◆ TASK BRIEF
Filter the entries for the word "asphalt". Copy each line that has it.

Collected data:
· · · ·

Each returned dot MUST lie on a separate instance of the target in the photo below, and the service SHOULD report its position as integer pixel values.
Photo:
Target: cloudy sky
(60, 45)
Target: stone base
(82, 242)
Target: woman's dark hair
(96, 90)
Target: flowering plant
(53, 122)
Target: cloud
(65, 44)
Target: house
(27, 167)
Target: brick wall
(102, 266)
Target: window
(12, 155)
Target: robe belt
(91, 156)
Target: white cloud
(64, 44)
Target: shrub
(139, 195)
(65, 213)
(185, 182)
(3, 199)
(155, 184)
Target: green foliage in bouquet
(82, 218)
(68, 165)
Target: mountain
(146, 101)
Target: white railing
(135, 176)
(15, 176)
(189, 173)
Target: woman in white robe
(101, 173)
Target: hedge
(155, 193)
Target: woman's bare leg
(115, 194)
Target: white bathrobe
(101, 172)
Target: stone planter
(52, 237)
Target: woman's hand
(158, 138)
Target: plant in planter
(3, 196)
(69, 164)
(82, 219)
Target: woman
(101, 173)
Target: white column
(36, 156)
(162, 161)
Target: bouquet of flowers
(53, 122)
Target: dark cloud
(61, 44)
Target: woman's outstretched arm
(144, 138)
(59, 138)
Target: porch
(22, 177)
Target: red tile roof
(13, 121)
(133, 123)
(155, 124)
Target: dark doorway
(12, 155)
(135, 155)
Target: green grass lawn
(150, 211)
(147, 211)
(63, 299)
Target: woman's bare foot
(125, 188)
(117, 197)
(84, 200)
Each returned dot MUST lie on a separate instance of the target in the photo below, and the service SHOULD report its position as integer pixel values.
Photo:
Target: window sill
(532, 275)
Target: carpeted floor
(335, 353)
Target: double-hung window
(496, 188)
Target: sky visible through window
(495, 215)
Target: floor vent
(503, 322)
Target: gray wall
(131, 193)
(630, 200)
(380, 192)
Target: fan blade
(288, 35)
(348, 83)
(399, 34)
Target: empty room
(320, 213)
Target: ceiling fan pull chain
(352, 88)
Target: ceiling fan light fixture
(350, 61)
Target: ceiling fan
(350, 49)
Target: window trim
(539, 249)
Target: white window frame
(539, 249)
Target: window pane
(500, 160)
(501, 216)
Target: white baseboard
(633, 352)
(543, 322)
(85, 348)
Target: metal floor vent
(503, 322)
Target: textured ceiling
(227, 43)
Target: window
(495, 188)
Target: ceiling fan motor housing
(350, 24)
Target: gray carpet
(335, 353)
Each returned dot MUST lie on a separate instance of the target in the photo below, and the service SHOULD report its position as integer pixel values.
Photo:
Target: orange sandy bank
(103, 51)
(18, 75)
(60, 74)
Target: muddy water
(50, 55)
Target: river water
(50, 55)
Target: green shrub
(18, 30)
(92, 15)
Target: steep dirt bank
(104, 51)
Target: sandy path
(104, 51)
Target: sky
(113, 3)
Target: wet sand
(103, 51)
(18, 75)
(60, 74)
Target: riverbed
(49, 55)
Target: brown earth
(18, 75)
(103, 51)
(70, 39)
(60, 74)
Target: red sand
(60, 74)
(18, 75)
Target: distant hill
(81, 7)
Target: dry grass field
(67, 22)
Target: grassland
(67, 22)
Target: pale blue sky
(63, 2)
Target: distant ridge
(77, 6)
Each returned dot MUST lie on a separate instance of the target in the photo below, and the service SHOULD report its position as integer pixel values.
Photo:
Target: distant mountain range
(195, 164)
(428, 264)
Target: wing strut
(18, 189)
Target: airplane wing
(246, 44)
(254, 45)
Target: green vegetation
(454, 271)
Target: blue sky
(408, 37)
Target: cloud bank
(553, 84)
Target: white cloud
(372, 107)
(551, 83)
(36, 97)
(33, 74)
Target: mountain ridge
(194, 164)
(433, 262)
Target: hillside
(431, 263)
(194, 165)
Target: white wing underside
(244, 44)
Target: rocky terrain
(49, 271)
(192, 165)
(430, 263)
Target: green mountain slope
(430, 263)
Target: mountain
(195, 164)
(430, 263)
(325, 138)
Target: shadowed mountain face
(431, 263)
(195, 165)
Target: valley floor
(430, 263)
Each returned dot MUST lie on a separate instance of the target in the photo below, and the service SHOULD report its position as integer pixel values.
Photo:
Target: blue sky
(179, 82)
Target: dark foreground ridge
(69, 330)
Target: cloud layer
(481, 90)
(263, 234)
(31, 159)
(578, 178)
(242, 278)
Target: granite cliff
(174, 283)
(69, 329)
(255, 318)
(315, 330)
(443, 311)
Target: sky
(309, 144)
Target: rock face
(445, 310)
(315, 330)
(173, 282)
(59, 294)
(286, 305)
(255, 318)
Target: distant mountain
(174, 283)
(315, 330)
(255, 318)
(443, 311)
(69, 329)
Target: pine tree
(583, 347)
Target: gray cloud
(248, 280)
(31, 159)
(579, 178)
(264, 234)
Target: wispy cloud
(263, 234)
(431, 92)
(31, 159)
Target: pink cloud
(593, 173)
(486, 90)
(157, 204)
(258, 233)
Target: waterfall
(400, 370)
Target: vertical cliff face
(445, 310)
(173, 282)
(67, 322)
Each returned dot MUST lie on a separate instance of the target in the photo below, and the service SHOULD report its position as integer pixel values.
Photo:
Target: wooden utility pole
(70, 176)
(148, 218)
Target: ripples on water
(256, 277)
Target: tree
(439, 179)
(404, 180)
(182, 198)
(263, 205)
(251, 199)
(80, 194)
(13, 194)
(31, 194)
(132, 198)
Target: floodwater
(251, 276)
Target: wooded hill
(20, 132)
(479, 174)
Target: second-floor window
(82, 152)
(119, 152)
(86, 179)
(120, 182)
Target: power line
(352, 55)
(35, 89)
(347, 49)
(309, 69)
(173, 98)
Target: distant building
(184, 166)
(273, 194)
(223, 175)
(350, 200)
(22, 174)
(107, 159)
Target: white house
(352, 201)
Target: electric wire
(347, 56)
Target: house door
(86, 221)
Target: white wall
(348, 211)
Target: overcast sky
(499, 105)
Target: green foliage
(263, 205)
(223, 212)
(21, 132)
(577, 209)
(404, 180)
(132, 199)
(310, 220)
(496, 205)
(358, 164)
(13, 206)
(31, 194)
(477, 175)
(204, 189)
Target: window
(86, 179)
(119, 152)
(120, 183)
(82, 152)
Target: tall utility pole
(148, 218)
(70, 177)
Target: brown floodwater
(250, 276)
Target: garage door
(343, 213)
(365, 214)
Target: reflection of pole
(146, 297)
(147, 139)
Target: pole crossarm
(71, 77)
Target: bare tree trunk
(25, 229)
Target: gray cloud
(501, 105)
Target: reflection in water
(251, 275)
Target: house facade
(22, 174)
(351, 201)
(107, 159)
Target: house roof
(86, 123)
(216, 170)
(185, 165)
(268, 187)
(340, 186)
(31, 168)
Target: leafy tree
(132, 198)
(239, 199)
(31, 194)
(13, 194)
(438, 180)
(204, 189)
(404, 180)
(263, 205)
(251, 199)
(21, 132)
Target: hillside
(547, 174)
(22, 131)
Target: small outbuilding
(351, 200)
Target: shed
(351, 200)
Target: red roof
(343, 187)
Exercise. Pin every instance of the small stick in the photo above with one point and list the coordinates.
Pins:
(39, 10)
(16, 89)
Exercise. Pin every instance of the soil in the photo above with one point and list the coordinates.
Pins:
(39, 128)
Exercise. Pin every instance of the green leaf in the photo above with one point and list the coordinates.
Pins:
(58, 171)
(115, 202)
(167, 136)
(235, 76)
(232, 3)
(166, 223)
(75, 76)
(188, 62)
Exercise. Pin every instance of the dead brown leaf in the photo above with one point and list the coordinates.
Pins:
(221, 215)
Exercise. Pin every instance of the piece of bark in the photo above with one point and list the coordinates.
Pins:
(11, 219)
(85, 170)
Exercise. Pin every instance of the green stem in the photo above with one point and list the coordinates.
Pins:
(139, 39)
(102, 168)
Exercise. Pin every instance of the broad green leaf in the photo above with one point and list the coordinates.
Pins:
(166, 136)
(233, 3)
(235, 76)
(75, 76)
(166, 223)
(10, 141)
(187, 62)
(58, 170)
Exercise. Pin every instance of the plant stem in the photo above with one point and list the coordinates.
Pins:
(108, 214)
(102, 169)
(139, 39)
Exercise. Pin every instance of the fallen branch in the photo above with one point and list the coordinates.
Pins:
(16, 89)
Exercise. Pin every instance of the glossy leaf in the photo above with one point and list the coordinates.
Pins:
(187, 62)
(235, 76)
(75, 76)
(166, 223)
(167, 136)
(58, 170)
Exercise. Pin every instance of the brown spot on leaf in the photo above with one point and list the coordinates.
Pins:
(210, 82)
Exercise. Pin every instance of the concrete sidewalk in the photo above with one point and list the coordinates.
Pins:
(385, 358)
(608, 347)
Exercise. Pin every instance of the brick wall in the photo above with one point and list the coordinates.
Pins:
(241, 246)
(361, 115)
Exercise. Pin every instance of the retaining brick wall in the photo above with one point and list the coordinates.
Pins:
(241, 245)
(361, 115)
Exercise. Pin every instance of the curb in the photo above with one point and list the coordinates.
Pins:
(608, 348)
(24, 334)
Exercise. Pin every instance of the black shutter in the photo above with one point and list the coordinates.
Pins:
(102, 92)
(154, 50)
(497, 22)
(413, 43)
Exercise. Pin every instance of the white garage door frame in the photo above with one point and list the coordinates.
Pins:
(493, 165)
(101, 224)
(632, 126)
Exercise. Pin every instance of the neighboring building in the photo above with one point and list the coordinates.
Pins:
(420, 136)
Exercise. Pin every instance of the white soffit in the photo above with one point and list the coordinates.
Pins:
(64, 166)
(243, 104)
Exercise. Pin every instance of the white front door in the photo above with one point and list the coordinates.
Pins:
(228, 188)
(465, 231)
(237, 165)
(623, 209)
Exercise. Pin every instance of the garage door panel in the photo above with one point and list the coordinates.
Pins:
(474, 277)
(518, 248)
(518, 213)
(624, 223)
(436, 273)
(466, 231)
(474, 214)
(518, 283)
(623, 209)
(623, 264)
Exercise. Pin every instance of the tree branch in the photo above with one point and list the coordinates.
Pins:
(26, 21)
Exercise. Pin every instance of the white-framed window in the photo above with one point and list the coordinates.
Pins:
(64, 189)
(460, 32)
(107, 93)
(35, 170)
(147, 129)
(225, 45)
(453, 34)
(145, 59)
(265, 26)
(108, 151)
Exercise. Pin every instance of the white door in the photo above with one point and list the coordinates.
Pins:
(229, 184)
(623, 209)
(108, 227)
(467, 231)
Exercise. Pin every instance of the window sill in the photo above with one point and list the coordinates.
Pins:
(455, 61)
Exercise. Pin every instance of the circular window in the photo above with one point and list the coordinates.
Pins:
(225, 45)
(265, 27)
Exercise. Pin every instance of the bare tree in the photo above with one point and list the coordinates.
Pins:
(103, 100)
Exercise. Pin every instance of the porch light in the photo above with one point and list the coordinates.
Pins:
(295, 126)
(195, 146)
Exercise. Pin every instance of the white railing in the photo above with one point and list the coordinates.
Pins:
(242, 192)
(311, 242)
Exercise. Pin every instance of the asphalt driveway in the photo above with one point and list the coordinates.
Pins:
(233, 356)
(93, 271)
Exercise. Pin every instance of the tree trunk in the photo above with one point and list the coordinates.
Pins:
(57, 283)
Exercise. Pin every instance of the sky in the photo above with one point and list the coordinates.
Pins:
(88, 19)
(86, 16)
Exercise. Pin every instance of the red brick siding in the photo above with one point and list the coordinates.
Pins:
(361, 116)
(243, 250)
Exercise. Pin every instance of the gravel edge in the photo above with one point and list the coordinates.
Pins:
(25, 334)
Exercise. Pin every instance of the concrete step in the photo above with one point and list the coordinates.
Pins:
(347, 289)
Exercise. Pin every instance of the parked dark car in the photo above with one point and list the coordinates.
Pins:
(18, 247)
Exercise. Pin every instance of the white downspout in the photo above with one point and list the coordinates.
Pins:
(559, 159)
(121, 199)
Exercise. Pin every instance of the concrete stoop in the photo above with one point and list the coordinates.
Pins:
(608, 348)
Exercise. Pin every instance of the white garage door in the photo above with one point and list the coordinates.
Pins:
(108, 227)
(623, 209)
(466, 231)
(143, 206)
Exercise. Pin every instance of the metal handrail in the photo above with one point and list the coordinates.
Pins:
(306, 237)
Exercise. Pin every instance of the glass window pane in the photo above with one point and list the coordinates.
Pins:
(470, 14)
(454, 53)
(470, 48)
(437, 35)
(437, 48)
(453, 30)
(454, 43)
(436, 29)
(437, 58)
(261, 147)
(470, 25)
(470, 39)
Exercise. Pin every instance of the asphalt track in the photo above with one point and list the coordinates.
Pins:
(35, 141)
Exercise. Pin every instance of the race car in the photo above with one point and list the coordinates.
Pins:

· · · ·

◆ YOUR RESPONSE
Exercise. Pin every instance of the asphalt driveway in the photo above with one point and list the coordinates.
Exercise. Pin every instance of the asphalt track in the photo above with one point and list the coordinates.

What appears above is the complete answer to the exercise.